TRAVAIL DEMANDÉ:
1) Selon le texte source, à qui Agamben emprunte-t-il la notion d'« état d'exception » ?
2) Recopiez dans le texte source tout le passage depuis « On sait le malentendu » jusqu'à « la vie nue. ».

TEXTE SOURCE:
--*--

On sait le malentendu qu'a créé Derrida en assimilant à la
Solution finale nazie, par un contresens inouï, cette violence
messianique, fondamentalement anti-historique et anti-étatique
dans l'esprit de Benjamin. On sait aussi l'usage que Giorgio
Agamben a fait du concept de "vie nue" emprunté à Benjamin,
dans son livre Homo sacer. Le pouvoir souverain et la vie nue.
Tout en élaborant sa réflexion sur la destructivité de
l'Etat-nation moderne, à l'aide de "l'état
d'exception" emprunté à Carl Schmitt - le
pouvoir fonde la loi souveraine en s'en exceptant, capturant
la vie humaine dans son ban - et du pouvoir "biopolitique" que
Foucault voyait s'inaugurer dans les Etats-nations modernes,
Agamben prenait aussi dans ce texte le relais d'une "enquête" préconisée
par Benjamin dans sa Critique de la violence : celle qui porterait
sur les raisons de la sacralisation de la "vie" dans
les sociétés modernes, suspectées de produire
un artefact de religiosité à une époque
où l'homme a perdu la foi. Or la réflexion d'Agamben,
en prenant ce relais pour suspecter à son tour la notion
de "droits de l'homme" - à la suite cette fois
de Arendt - produit aussi une nouvelle théorie du sacré,
qu'il retire au religieux pour l'inscrire dans le biopolitique.
Or ce registre est fondamentalement associé à la
violence génocidaire. Je voudrais donc à présent évoquer
les effets de ce renversement de perspective, qui se formule
chez Agamben à l'égard des théories anthropologiques
- il révoque le schème de l'ambivalence de l'objet
sacré qu'on retrouve chez Mauss, Bataille et Caillois,
mais ne dit rien de Girard - au regard de la notion même
de violence sacrificielle.
Comme toujours, le propos d'Agamben relève non de l'analyse
historique, mais de l'archéologie politique et de la logique
structurale. Le "sacré" est placé par
lui à l'origine même du politique, au nom d'une
figure du droit romain archaïque, homo sacer, homme impunément
tuable mais non sacrifiable, qui incarne la "vie nue" des
humains devenue l'objet du pouvoir souverain. Sous la forme paradoxale
d'une inclusion exclusive, la créature humaine est prise
dans une structure d'exception qui la constitue comme homo sacer,
la vie étant le référent même de la
décision souveraine (p 92), . la prestation originaire
de la souveraineté étant la production de vie nue.
L'exclusion de l'homo sacer délimite le premier espace
politique distinct de la sphère religieuse et profane,
exclus qu'il est du droit humain autant que divin. Cette figure
originaire permet selon lui de penser le sort des déportés
des camps nazis, jusqu'en leur figure extrême, celle du "musulman" -
qui lui fait produire sa théorie du témoignage
dans Ce qui reste d'Auschwitz. Mais nous sommes tous, dit-il,
des homines sacri potentiels, de par la structuration étatique
du monde où nous vivons, à laquelle aucun interstice,
ni aucune instance supraétatique ne permettent d'échapper
: la seule échappée reste du domaine de l'éthique,
celui de la "vie heureuse", à soustraire à la
vie politique ainsi conçue, dégagée des
systèmes moraux et dispositifs juridiques constitués.

--*--

DONNÉES LISTÉES:
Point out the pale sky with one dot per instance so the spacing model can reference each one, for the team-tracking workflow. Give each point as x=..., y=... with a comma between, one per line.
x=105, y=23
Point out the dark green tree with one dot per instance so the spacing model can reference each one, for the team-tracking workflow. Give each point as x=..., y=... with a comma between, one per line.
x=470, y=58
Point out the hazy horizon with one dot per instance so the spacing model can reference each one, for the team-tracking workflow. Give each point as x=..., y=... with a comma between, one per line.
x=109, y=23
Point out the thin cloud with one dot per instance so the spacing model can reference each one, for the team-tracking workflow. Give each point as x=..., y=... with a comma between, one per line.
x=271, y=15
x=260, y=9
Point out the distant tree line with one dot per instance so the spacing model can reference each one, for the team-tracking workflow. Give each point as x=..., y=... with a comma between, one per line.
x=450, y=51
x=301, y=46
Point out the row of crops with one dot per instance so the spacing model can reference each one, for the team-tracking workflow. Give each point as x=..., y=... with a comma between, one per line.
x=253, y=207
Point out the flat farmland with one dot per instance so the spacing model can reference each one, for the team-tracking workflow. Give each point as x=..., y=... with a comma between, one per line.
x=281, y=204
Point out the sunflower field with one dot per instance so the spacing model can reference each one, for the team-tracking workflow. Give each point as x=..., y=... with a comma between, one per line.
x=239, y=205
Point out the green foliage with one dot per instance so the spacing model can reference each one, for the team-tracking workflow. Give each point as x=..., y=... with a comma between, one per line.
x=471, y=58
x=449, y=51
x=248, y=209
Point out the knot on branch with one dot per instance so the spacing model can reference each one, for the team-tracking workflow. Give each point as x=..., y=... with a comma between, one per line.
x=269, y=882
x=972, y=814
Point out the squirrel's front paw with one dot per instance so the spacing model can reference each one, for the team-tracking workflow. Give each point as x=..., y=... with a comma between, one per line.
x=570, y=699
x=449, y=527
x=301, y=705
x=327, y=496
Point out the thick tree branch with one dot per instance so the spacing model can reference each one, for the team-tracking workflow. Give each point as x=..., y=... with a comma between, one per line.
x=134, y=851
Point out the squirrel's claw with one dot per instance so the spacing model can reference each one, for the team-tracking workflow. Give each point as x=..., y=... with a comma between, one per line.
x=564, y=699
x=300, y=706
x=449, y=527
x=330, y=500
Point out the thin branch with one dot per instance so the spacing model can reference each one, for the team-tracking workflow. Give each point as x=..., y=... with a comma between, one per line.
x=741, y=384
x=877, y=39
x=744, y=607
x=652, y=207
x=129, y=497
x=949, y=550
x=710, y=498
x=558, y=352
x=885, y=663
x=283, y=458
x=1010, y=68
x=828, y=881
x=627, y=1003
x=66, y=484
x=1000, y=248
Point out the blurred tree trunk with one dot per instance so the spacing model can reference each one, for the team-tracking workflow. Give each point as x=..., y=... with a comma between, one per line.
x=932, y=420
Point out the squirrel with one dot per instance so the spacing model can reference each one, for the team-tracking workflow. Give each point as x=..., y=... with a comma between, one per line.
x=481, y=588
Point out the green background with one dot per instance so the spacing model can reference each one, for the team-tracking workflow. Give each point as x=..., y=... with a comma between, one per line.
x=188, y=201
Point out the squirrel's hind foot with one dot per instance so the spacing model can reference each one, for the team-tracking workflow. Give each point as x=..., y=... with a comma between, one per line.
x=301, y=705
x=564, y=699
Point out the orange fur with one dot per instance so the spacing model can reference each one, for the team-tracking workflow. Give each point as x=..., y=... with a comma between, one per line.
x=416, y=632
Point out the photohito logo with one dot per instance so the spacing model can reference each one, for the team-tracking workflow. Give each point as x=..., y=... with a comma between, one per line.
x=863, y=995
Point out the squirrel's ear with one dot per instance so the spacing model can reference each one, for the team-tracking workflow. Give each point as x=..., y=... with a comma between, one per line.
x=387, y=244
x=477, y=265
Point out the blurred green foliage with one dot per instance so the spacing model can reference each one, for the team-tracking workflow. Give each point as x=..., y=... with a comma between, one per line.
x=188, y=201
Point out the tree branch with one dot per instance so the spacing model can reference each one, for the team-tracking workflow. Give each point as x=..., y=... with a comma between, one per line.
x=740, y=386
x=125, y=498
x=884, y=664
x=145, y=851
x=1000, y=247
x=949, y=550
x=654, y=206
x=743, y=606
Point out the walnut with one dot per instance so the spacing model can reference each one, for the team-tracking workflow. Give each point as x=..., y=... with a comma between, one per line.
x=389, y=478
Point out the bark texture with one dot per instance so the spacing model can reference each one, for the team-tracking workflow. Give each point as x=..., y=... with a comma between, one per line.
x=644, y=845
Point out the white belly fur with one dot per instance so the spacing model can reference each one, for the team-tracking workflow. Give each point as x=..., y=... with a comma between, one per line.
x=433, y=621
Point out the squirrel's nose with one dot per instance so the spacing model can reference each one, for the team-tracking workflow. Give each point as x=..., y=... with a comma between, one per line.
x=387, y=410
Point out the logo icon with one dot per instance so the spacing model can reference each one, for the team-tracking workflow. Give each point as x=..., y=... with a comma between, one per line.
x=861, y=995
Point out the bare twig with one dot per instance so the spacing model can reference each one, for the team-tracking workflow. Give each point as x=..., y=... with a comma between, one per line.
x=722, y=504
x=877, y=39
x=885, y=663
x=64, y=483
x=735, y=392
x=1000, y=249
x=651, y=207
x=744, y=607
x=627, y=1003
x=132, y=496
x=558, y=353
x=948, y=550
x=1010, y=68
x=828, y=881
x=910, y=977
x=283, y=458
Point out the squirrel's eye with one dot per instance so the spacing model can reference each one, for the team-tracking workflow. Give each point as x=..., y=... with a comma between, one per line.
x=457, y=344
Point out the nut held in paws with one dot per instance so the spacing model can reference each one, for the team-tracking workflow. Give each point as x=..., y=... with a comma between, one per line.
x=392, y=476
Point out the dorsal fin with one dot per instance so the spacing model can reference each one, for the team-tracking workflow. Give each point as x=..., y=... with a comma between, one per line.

--*--

RÉPONSES DANS L'ORDRE:
1) À Carl Schmitt.

2)
On sait le malentendu qu'a créé Derrida en assimilant à la
Solution finale nazie, par un contresens inouï, cette violence
messianique, fondamentalement anti-historique et anti-étatique
dans l'esprit de Benjamin. On sait aussi l'usage que Giorgio
Agamben a fait du concept de "vie nue" emprunté à Benjamin,
dans son livre Homo sacer. Le pouvoir souverain et la vie nue.